## Sumber:
===============

BoGaRiA
Tuesday, May 02, 2006 Jalan-jalan ke wonosobo

KUE MANGKOK GUDANG MALANG

Kalau Anda termasuk penggemar kue tradisional, segera langkahkan kaki Anda ke daerah Gudang Malang. Di sana ada pembuat kue mangkok kondang. Tak usah heran, usaha ini sudah dimulai sejak tahun 1940. Kini usaha pembuatan kue mangkok dipegang langsung oleh Ny. Winarni yang meneruskan usaha ini dari sang ibu.

Awalnya Winarni yang sebelumnya berjualan di daerah Kretek ini, membuat kue mangkok hanya berdasarkan pesanan. Para pemesannya pun kebanyakan dari daerah Gudang Malang. Lama-kelamaan terpikir oleh Winarni, lebih baik kalau ia membuat secara rutin dan memberi merek pada dagangannya. Maka diciptakanlah sebuah merek, "Kue Mangkok Gudang Malang" yang kemudian menjadi terkenal di Wonosobo.

Kue mangkok buatan Winarni ada 2 macam, kue mangkok cangkir, dibuat di dalam mangkok dan dikukus beserta mangkoknya. Adonannya dibuat dari santan sehingga rasanya cukup gurih. Satunya lagi adalah kue mangkok daun. Adonan dimasukkan dalam takir daun berbentuk mangkok. Nah, jenis yang ini sama sekali tidak diberi santan. Tak cuma adonan atau wadah yang membedakan jenis kue mangkok yang dijual di situ. Ukurannya pun ada 2 macam, besar dan kecil.

Sekali membuat, Winarni mengaku bisa menghabiskan sekitar 20 kilogram tepung beras. Dari sejumlah tepung itu bisa dihasilkan 600 buah kue. Proses pembuatan kue mangkoknya dimulai sejak pukul 2 dini hari sampai pukul 10.00. Jadi, Anda sudah bisa membeli bersama para pelanggannya yang lain mulai pukul 11 siang.

Kue mangkok cangkir dijual hanya Rp 350 sedang kue mangkok dalam takir dijual Rp 400. Itu harga kue mangkok ukuran kecil. Untuk ukuran besar dijual Rp 650.

Selain membuat kue tradisional, Winarni juga membuat abon sapi yang juga diberi merek Gudang Malang. "Dan memang sebenarnya yang lebih dulu dikenal orang adalah abon Gudang Malang. Namun karena naiknya harga bahan pokok dan menurunnya daya beli orang sekitar, saya bikinnya cuma kalau ada pesanan," jelas Winarni.

===============

## Daftar Entri:

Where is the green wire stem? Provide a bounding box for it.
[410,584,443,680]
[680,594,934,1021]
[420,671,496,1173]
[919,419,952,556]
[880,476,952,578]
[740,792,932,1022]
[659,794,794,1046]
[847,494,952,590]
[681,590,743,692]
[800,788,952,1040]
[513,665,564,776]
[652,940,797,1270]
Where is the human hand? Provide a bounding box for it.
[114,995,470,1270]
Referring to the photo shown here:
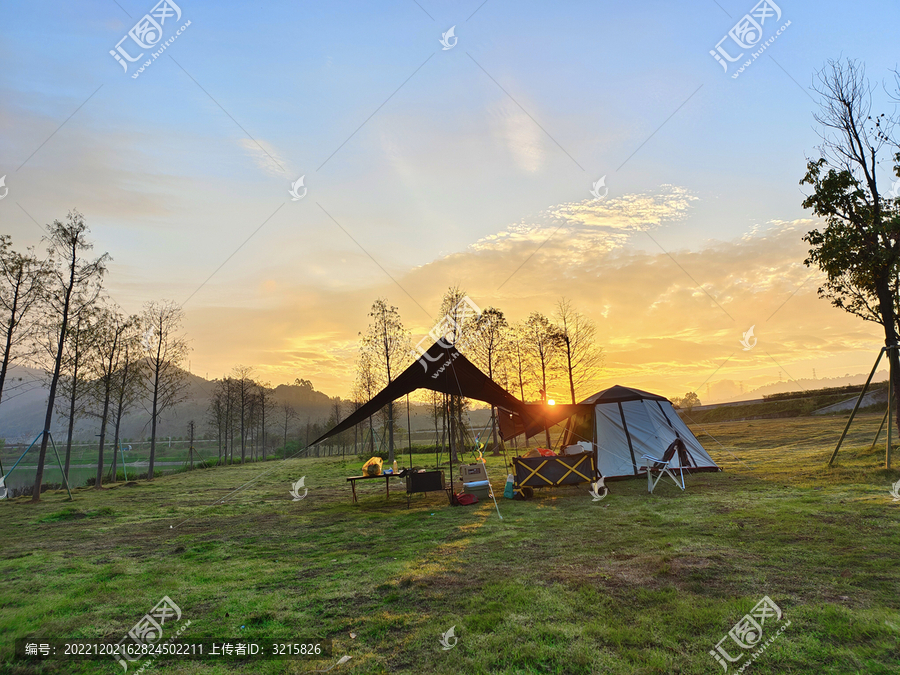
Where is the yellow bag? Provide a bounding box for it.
[363,457,384,476]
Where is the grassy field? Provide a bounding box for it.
[0,415,900,674]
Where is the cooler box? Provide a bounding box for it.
[463,480,491,502]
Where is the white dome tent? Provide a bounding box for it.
[563,385,721,478]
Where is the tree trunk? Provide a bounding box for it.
[63,370,78,481]
[877,273,900,469]
[541,359,553,450]
[112,356,130,483]
[388,401,394,464]
[566,337,575,405]
[0,284,19,401]
[94,384,109,490]
[31,245,78,504]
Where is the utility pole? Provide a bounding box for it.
[188,420,194,471]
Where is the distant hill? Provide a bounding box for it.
[0,366,336,443]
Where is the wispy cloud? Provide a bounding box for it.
[238,138,294,180]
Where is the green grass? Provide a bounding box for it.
[0,415,900,674]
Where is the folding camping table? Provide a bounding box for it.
[347,473,402,503]
[641,454,684,494]
[513,452,599,500]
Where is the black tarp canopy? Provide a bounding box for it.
[310,342,544,445]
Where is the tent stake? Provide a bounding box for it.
[828,347,891,466]
[869,401,891,450]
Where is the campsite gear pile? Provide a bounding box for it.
[459,462,491,499]
[363,457,384,476]
[400,469,447,508]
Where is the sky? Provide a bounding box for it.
[0,0,898,400]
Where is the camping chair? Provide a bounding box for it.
[641,438,687,494]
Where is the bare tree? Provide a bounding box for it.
[57,308,96,481]
[523,312,565,448]
[800,59,900,452]
[90,306,132,490]
[232,366,254,464]
[468,307,509,455]
[363,298,409,463]
[556,298,603,403]
[437,286,476,461]
[281,403,297,457]
[31,211,109,503]
[0,234,50,401]
[256,382,274,461]
[141,301,189,480]
[110,322,147,481]
[356,348,378,455]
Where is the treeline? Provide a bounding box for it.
[0,211,188,502]
[345,286,603,461]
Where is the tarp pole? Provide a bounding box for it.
[4,431,44,486]
[48,432,75,502]
[406,394,412,469]
[884,350,894,469]
[828,347,891,466]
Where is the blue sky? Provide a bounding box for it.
[0,0,897,395]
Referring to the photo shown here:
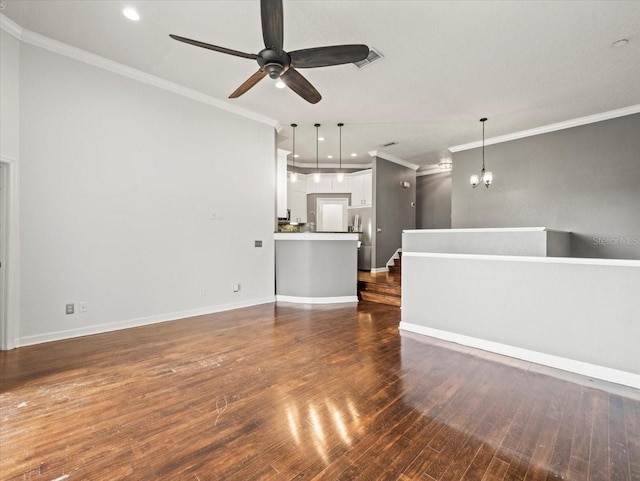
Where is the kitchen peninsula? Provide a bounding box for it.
[274,232,358,304]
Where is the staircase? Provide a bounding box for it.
[358,253,402,306]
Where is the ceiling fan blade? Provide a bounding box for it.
[229,70,267,99]
[169,34,258,60]
[289,45,369,68]
[260,0,284,51]
[280,67,322,104]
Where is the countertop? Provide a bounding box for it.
[273,232,359,241]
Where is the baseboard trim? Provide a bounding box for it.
[400,322,640,389]
[16,296,275,347]
[276,295,358,304]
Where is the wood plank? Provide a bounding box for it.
[0,302,640,481]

===============

## Tugas Latihan:
**A.** Ubahlah "Provide" menjadi "Give" pada entri, mulai dari entri pertama sampai baris yang memuat "[463,480,491,502]", lalu tuliskan kembali bagian itu tanpa perubahan lain dan tanpa menyertakan gambar.
**B.** Bagaimana lanjutan tulisan tentang kue mangkok Gudang Malang ini setelah kalimat terakhirnya? Tuliskan beberapa kalimat berikutnya.
Teks dan entri di sini diambil dari sumber yang berlainan.

## Jawaban:
**A.**
Where is the green wire stem? Give a bounding box for it.
[410,584,443,680]
[680,594,934,1021]
[420,671,496,1173]
[919,419,952,556]
[880,476,952,578]
[740,792,932,1022]
[659,794,794,1046]
[847,494,952,590]
[681,590,743,692]
[800,788,952,1040]
[513,665,564,776]
[652,940,797,1270]
Where is the human hand? Give a bounding box for it.
[114,995,470,1270]
Referring to the photo shown here:
Where is the yellow bag? Give a bounding box for it.
[363,457,384,476]
Where is the grassy field? Give a bounding box for it.
[0,415,900,674]
Where is the cooler box? Give a bounding box for it.
[463,480,491,502]

**B.**
Kini ada beberapa toko yang masih rutin berlangganan abon malang buatan Winarni. Pelanggannya bukan cuma dari Wonosobo, tetapi juga dari Malang, Surabaya, dan Yogya. Bahkan ia pernah juga melayani pembeli dari Jakarta.

Abon buatan Winarni bisa bertahan hingga 1 1/2bulan. Sekali membuat ia menghabiskan 60 kilogram sampai 1 kwintal daging sapi. Untuk itu Winarni dibantu oleh 4 orang karyawan. Abon buatannya itu dijual seharga Rp 90 ribu per kilonya.


MI ONGKLOK PAK MUHADI

Rasanya hampir tiap daerah di Indonesia terdapat pedagang mi. Nah, di Wonosobo mi yang terkenal adalah mi ongklok. Aslinya bernama lomi, tetapi karena pembuatannya diongklok-ongklok, belakangan dikenal sebagai mi ongklok. Mi ongklok pertama kali dipopulerkan oleh Bpk. Muhadi.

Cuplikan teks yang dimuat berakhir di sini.